• What is being asked: Rewrite every one of the items below as a Markdown table with a "Row" column holding the row number and a "Line" column holding the line. Skip blank lines and leave the pictures out.

• Raw records:
◆ ◆ ◆
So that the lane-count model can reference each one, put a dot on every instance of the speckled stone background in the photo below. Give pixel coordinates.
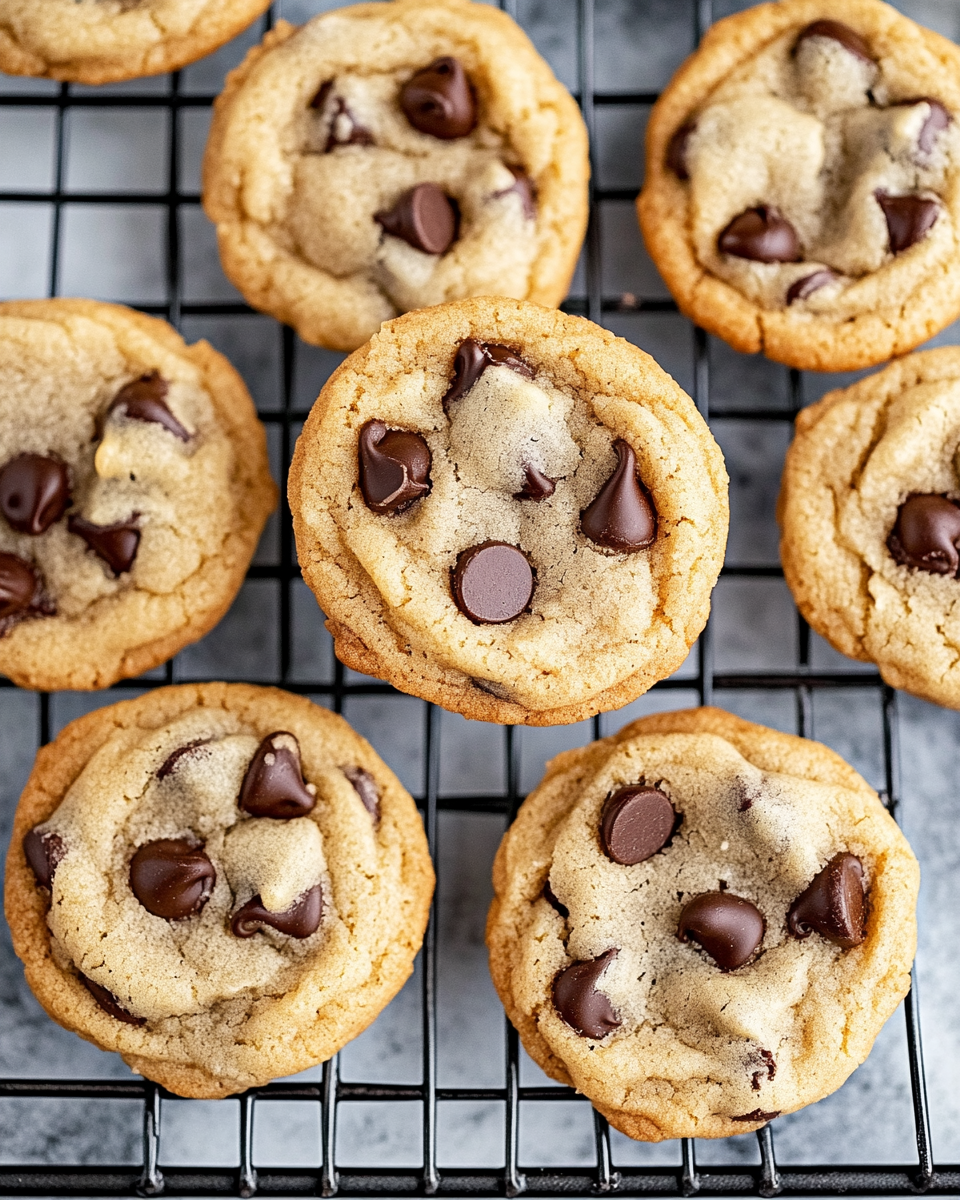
(117, 252)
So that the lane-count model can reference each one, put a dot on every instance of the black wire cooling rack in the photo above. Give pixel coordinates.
(329, 1179)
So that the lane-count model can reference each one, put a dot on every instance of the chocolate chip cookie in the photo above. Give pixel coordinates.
(803, 183)
(390, 156)
(509, 511)
(133, 489)
(701, 923)
(103, 41)
(223, 883)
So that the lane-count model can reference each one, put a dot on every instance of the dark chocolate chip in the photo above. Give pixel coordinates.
(492, 582)
(577, 1001)
(34, 492)
(635, 822)
(115, 544)
(394, 467)
(909, 219)
(144, 400)
(301, 919)
(763, 235)
(172, 877)
(45, 852)
(925, 534)
(274, 784)
(439, 100)
(621, 516)
(425, 217)
(833, 905)
(729, 928)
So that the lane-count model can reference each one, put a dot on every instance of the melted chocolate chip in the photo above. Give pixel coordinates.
(909, 219)
(492, 582)
(43, 852)
(622, 516)
(577, 1001)
(925, 534)
(394, 467)
(172, 877)
(635, 822)
(425, 217)
(833, 904)
(439, 100)
(115, 544)
(301, 919)
(729, 928)
(762, 235)
(34, 492)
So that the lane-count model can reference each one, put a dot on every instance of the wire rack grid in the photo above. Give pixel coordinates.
(803, 682)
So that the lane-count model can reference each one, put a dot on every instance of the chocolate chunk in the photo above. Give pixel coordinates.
(838, 33)
(492, 582)
(729, 928)
(425, 217)
(394, 467)
(925, 534)
(45, 852)
(115, 544)
(439, 100)
(833, 905)
(577, 1001)
(301, 919)
(763, 235)
(172, 877)
(635, 822)
(274, 784)
(909, 219)
(34, 492)
(144, 400)
(621, 516)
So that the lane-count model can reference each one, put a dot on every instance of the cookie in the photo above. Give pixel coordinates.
(701, 923)
(803, 183)
(223, 883)
(390, 156)
(509, 511)
(133, 489)
(105, 41)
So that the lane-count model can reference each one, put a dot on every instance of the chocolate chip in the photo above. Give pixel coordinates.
(635, 822)
(838, 33)
(43, 852)
(144, 400)
(492, 582)
(424, 217)
(439, 100)
(115, 544)
(577, 1001)
(925, 534)
(274, 784)
(394, 467)
(909, 219)
(729, 928)
(833, 905)
(621, 516)
(301, 919)
(34, 492)
(762, 235)
(172, 877)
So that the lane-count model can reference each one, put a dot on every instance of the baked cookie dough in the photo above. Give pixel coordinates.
(105, 41)
(509, 511)
(803, 183)
(223, 883)
(390, 156)
(701, 923)
(133, 489)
◆ ◆ ◆
• Expected answer:
| Row | Line |
|---|---|
| 1 | So that the lane-count model can reference each one, put a dot on every instance of the speckled stone background in the photo below. Give pixel coordinates. |
| 2 | (117, 252) |
| 3 | So that the lane-count model can reference each one, put a dot on every instance of the black wire cooling rack in the photo above. Give pixel coordinates. |
| 4 | (329, 1179) |
| 5 | So that the lane-count model can reference each one, put a dot on every instance of the chocolate chip cookie in the photo above. Give pixel coordinates. |
| 6 | (803, 183) |
| 7 | (390, 156) |
| 8 | (509, 511) |
| 9 | (133, 489) |
| 10 | (701, 923) |
| 11 | (103, 41) |
| 12 | (223, 883) |
| 13 | So that the lane-count model can reference each one, put a dot on every instance of the dark chocolate chip in the photo above. Give pixel coordinates. |
| 14 | (492, 582) |
| 15 | (577, 1001) |
| 16 | (34, 492) |
| 17 | (635, 822) |
| 18 | (115, 544) |
| 19 | (394, 467) |
| 20 | (909, 219) |
| 21 | (144, 400) |
| 22 | (301, 919) |
| 23 | (763, 235) |
| 24 | (172, 877) |
| 25 | (45, 852) |
| 26 | (925, 534) |
| 27 | (274, 784) |
| 28 | (439, 100) |
| 29 | (621, 516) |
| 30 | (425, 217) |
| 31 | (833, 905) |
| 32 | (729, 928) |
| 33 | So that the lane-count model can reference each one, put a dot on every instance of the melted chocolate chip in the photo above. Give pixel coordinates. |
| 34 | (909, 219) |
| 35 | (492, 582) |
| 36 | (43, 852) |
| 37 | (622, 516) |
| 38 | (577, 1001) |
| 39 | (925, 534) |
| 40 | (394, 467) |
| 41 | (172, 877) |
| 42 | (635, 822) |
| 43 | (425, 217) |
| 44 | (833, 904) |
| 45 | (439, 100) |
| 46 | (115, 544) |
| 47 | (301, 919) |
| 48 | (729, 928) |
| 49 | (762, 235) |
| 50 | (34, 492) |
| 51 | So that the lane-count model can reference each one, put a dot on every instance of the wire rack grid in the photo above. Give pixel coordinates. |
| 52 | (803, 682) |
| 53 | So that the lane-count model can reference each one, put a dot on every instance of the chocolate chunk in the photo above. Give pixel coordinates. |
| 54 | (838, 33) |
| 55 | (492, 582) |
| 56 | (729, 928) |
| 57 | (425, 217) |
| 58 | (394, 467) |
| 59 | (925, 534) |
| 60 | (45, 852) |
| 61 | (115, 544) |
| 62 | (439, 100) |
| 63 | (833, 905) |
| 64 | (577, 1001) |
| 65 | (301, 919) |
| 66 | (763, 235) |
| 67 | (172, 877) |
| 68 | (635, 822) |
| 69 | (274, 784) |
| 70 | (909, 219) |
| 71 | (34, 492) |
| 72 | (144, 400) |
| 73 | (621, 516) |
| 74 | So that the lane-count model can reference each one, put a dot on every instance of the cookie in the photo above. Give pixel coordinates. |
| 75 | (701, 923) |
| 76 | (803, 183) |
| 77 | (223, 883) |
| 78 | (390, 156) |
| 79 | (509, 511) |
| 80 | (133, 489) |
| 81 | (105, 41) |
| 82 | So that the lane-count model can reference each one, put a dot on every instance of the chocolate chip in the photo above. Give pixel coordinates. |
| 83 | (635, 822) |
| 84 | (838, 33) |
| 85 | (43, 852) |
| 86 | (144, 400) |
| 87 | (492, 582) |
| 88 | (424, 217) |
| 89 | (439, 100) |
| 90 | (115, 544) |
| 91 | (577, 1001) |
| 92 | (925, 534) |
| 93 | (274, 784) |
| 94 | (394, 467) |
| 95 | (909, 219) |
| 96 | (729, 928) |
| 97 | (833, 905) |
| 98 | (621, 516) |
| 99 | (301, 919) |
| 100 | (34, 492) |
| 101 | (762, 235) |
| 102 | (172, 877) |
| 103 | So that the lane-count model can reference each one, put a dot on every instance of the baked cookie dough in the photo above. Give pixel coordinates. |
| 104 | (105, 41) |
| 105 | (509, 511) |
| 106 | (803, 183) |
| 107 | (223, 883) |
| 108 | (390, 156) |
| 109 | (701, 923) |
| 110 | (133, 489) |